▶ [Aim of the task] Please put every line of the listing below into a JSON list of strings, with one string per line and blank lines left out.

Rows of bounding box annotation data
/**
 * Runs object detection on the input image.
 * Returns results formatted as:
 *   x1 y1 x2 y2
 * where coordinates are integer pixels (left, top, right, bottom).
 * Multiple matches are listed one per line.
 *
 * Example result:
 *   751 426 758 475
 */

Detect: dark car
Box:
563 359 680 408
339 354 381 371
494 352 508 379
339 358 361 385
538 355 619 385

▶ [Solution to this exercise]
[
  "/**",
  " * Runs object detection on the input image.",
  " * Returns results formatted as:",
  " *   x1 y1 x2 y2",
  " * where coordinates are integer pixels (left, top, right, bottom).",
  " * Multiple matches are listed one per line.",
  " *",
  " * Example result:",
  " *   751 426 758 475",
  " */",
  "Detect: dark car",
  "Box:",
  "563 359 680 408",
  "339 354 381 371",
  "494 352 508 379",
  "339 358 361 385",
  "538 355 619 385"
]